=== Material provided ===

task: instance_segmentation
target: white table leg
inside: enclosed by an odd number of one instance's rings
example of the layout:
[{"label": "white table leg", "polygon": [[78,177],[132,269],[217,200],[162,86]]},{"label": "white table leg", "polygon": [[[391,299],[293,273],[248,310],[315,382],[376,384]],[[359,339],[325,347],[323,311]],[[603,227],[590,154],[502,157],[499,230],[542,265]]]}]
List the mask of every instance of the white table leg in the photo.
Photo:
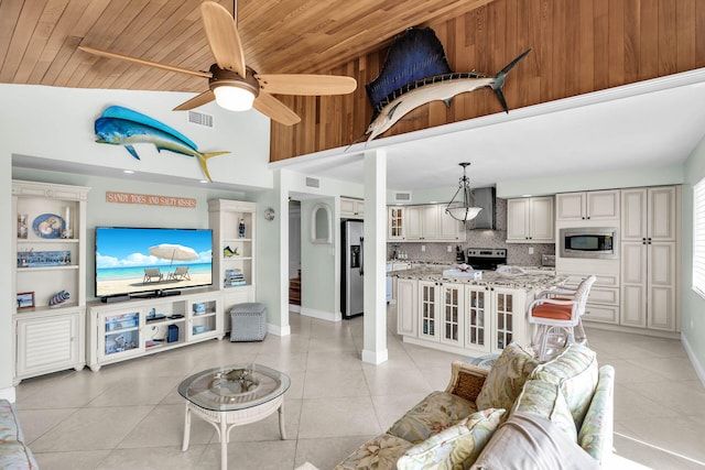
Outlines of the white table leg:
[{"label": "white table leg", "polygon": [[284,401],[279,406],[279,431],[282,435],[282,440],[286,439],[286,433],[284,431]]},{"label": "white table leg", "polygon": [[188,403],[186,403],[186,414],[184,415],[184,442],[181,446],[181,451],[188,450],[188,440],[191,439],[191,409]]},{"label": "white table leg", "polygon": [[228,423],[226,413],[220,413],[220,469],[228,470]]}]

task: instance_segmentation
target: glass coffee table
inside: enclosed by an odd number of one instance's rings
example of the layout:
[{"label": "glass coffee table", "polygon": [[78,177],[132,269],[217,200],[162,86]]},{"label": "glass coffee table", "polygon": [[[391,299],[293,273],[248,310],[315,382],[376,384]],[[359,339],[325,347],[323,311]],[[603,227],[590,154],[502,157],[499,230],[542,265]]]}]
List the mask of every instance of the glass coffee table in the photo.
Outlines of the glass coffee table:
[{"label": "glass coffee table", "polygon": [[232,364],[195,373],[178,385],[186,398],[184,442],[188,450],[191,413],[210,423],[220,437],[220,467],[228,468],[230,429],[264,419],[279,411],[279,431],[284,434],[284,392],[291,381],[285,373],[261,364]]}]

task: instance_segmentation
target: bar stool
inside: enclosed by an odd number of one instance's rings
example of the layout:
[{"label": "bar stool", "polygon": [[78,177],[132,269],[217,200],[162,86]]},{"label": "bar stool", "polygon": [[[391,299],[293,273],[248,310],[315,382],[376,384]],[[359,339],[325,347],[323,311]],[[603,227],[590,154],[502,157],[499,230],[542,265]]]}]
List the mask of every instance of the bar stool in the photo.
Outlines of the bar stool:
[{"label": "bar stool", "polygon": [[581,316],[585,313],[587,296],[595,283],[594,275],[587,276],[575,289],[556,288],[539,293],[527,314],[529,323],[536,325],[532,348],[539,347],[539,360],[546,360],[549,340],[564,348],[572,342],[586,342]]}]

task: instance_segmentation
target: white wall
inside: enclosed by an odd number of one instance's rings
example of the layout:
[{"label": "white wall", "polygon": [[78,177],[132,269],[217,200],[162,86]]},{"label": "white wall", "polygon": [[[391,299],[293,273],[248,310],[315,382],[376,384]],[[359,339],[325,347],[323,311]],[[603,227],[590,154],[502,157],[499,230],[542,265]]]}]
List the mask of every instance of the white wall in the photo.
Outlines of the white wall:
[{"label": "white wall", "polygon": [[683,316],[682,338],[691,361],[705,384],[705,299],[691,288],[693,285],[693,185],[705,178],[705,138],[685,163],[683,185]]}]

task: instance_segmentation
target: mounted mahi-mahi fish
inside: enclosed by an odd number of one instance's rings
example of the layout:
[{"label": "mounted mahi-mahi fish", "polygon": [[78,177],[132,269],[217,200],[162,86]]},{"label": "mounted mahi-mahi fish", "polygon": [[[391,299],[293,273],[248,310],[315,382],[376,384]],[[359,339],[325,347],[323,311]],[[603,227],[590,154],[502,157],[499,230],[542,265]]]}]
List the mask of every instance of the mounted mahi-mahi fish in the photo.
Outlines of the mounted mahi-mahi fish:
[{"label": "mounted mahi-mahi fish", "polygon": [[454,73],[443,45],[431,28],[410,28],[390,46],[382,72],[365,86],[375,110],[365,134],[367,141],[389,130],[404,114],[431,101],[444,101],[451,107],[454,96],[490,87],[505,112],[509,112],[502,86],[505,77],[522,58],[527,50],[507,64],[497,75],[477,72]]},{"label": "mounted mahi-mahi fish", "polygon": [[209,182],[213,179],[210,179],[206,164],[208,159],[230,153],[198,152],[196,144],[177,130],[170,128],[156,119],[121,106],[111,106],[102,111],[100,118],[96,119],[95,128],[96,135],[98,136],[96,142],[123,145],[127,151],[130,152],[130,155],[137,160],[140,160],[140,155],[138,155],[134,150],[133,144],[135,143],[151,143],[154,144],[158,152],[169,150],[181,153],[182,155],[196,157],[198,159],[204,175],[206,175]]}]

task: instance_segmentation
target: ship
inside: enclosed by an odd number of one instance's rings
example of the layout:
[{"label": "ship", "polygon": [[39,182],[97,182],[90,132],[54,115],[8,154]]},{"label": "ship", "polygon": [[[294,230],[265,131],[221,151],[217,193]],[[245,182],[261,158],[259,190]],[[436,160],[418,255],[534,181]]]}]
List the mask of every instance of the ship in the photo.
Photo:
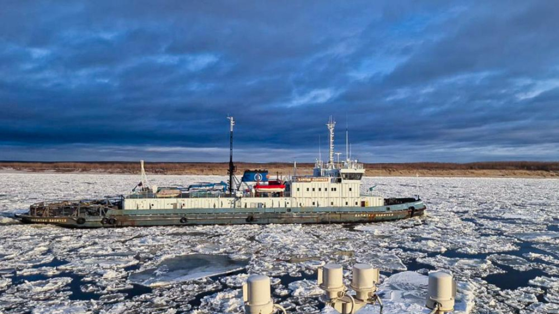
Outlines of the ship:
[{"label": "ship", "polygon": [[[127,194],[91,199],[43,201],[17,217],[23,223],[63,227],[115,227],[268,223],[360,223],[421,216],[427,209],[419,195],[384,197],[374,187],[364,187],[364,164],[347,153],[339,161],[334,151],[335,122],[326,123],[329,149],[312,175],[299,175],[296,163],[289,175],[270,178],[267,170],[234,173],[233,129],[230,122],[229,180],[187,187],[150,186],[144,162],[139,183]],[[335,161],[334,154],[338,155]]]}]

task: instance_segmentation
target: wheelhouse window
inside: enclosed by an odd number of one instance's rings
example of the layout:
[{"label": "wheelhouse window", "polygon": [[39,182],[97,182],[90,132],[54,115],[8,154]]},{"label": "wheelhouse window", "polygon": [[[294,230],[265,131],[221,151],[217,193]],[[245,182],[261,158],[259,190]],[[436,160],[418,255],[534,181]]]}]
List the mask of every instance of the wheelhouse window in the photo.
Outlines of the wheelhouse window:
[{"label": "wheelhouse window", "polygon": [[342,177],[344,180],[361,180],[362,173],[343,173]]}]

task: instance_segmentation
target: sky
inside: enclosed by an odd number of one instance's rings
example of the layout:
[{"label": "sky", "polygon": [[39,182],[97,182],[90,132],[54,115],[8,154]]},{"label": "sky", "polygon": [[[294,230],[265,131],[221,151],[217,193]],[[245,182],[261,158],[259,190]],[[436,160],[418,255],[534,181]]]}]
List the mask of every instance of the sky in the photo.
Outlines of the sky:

===

**Instruction:** Count the lines in the material above that contain the word "table". Reply with the number only.

**Exercise output:** 10